■ TEXT EXCERPT
Plays that “rewrite” history are always intriguing to me. Positioning history as something other than a static set of dates or names or images allows you to draw lines that perhaps weren’t previously there, and to make connections between “then” and “now” that have the capacity to really say something about how we understand our past and what might be wrong with current interpretations. That’s exactly what playwright Katori Hall does in “The Mountaintop.” She compels audiences to think about the events of the past in a new and pretty provocative way. As crafted and produced by Round House Theatre, this historical reimagining boldly asks theatregoers to consider one of the most consequential figures in American history within the context of Round House’s own dynamic interpretation.
The play opens on a rainy night in a Memphis motel room. Paige Hathaway’s set design creates the perfect vibe as far as bringing us into the kind of room that you’re likely to find alongside any highway, but also provides an atmosphere that also portends something just a little deeper and more mysterious. Mysterious is certainly the overriding theme here, at least initially. Martin Luther King Jr. has presumably just finished giving a rousing speech to Memphis sanitation workers. He is exhausted. Beyond this speech, it is years of speeches, rallying, and fighting that are taking their toll on the estimable Dr. King. A maid soon arrives bearing coffee. She also happens to have an extra of his preferred cigarette brand. This maid immediately makes herself at home—perhaps a bit too much at home.
We eventually discover that Camae is not exactly a maid and she is not there to simply tidy up Dr. King’s room. Her job is a bit more intense than that. Sent by God to do Her, yes, Her bidding, Camae, a bona fide angel, must prepare Martin Luther King to cross over into the next life as this is his last day on earth. It is the day right before his assassination. The play combines comedy, historic tragedy, and slice-of-life drama to create a moment in the iconic civil rights leader’s life that presents a creatively imagined portrait, one that offers a very humanized Martin Luther King Jr.

■ DATA PROVIDED
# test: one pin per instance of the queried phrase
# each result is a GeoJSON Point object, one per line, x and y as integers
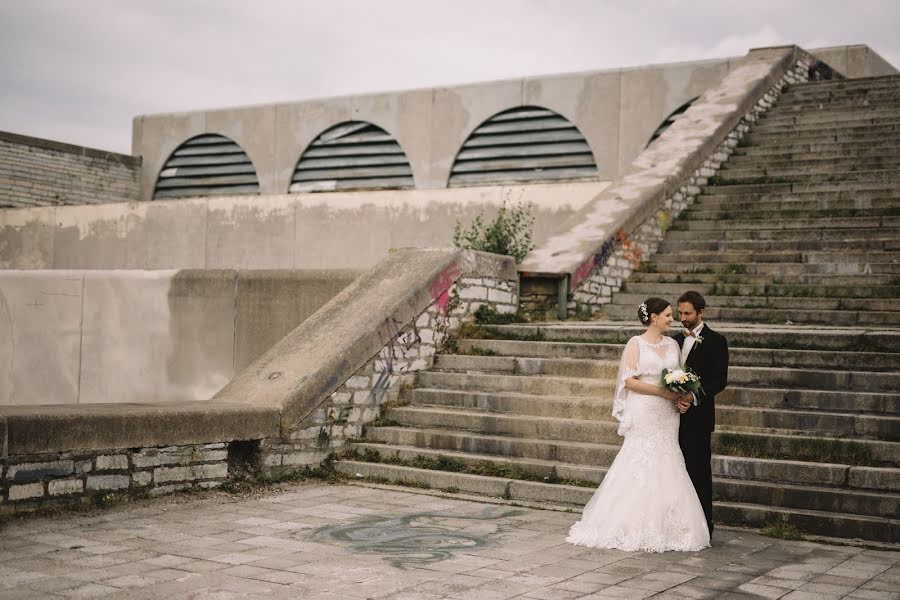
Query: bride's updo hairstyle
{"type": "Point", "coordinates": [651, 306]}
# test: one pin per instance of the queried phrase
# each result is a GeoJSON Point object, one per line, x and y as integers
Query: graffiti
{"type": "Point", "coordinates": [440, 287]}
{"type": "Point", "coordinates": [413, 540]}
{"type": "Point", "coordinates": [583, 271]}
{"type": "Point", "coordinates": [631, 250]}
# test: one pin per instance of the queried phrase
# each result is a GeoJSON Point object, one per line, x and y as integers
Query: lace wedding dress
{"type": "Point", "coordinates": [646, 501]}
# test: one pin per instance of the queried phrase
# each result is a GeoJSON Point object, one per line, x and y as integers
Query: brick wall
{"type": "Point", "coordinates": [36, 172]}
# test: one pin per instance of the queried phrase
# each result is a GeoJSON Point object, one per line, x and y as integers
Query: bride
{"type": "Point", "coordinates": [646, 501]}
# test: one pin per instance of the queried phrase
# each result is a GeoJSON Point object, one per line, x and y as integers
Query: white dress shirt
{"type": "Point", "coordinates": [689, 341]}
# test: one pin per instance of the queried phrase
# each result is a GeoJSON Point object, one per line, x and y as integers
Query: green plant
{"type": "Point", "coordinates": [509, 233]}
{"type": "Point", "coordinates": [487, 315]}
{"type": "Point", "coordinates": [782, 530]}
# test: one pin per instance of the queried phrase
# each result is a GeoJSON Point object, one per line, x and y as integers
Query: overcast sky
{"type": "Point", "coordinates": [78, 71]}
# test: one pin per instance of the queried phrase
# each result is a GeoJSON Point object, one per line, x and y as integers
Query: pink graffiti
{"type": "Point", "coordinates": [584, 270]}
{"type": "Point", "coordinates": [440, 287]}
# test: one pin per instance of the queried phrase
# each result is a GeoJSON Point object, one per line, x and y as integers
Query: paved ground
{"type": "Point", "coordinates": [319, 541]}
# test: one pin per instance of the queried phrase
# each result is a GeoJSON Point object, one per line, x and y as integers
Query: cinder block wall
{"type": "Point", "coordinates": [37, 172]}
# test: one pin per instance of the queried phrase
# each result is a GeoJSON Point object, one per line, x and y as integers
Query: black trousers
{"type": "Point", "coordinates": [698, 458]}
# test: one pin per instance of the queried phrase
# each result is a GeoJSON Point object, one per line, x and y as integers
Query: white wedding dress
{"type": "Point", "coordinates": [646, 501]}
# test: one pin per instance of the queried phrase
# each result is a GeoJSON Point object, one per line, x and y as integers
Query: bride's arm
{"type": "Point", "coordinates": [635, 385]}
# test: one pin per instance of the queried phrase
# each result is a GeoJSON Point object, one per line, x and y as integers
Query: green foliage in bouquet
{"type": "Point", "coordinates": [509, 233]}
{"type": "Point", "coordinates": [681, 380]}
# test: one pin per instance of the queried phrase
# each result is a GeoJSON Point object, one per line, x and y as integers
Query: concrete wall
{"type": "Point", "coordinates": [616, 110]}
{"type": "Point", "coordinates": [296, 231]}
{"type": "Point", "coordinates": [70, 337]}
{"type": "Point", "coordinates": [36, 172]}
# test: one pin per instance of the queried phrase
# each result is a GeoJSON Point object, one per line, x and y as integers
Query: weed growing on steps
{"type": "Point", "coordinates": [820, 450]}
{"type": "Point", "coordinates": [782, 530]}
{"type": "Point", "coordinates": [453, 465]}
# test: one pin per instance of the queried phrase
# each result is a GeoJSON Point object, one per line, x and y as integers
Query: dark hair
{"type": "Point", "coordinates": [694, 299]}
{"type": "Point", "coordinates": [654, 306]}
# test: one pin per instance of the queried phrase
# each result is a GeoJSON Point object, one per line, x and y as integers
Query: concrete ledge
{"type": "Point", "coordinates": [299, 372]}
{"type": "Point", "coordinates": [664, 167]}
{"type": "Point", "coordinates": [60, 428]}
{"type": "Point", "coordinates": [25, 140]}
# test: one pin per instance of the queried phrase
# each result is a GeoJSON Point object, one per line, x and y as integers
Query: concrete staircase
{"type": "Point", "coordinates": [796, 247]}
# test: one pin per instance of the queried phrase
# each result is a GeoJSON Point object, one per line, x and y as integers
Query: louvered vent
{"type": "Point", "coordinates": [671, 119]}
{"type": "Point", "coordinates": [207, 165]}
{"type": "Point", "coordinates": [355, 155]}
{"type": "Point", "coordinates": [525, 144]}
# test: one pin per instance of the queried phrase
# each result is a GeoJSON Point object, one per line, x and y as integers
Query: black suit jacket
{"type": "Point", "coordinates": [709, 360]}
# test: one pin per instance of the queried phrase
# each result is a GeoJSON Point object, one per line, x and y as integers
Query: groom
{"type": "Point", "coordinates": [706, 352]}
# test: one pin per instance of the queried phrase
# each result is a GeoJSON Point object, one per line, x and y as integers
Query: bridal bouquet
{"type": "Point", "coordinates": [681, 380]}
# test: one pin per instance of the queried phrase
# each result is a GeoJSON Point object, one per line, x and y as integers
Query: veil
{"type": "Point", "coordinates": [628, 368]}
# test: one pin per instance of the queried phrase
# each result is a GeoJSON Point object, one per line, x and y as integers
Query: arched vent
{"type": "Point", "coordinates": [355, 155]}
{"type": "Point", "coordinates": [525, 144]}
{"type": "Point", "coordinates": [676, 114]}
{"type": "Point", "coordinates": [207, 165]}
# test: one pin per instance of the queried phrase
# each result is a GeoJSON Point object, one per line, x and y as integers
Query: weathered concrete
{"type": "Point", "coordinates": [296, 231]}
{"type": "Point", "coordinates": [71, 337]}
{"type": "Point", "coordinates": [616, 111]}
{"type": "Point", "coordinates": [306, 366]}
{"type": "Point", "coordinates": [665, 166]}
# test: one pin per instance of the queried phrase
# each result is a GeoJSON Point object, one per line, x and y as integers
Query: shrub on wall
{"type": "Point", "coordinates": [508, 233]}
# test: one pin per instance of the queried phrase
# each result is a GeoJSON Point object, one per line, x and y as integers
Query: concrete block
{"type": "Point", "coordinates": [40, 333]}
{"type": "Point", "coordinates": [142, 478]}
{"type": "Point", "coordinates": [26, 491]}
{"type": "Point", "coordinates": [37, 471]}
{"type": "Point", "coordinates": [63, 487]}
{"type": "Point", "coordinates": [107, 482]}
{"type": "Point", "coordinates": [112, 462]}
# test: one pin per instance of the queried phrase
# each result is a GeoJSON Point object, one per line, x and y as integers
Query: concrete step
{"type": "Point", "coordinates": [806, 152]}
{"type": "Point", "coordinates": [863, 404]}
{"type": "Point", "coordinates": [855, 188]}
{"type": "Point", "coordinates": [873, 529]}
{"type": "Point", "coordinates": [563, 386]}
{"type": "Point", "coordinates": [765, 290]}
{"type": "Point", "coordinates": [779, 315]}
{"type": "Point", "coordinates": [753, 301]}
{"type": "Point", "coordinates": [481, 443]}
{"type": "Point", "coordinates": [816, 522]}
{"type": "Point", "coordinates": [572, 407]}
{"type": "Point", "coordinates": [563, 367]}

■ QUESTIONS ON THE MATERIAL
1. In the review of "The Mountaintop," who is credited with the set design?
2. Update the stretch of the review from "We eventually discover" through "humanized Martin Luther King Jr.", replacing "angel" with "messenger".
3. According to the review, why has Camae come to Dr. King's motel room?

■ RESPONSES TO THE TASKS
1. Paige Hathaway

2.
We eventually discover that Camae is not exactly a maid and she is not there to simply tidy up Dr. King’s room. Her job is a bit more intense than that. Sent by God to do Her, yes, Her bidding, Camae, a bona fide messenger, must prepare Martin Luther King to cross over into the next life as this is his last day on earth. It is the day right before his assassination. The play combines comedy, historic tragedy, and slice-of-life drama to create a moment in the iconic civil rights leader’s life that presents a creatively imagined portrait, one that offers a very humanized Martin Luther King Jr.

3. Camae is an angel sent by God to prepare Martin Luther King Jr. to cross over into the next life. This is his last day on earth, the day before his assassination.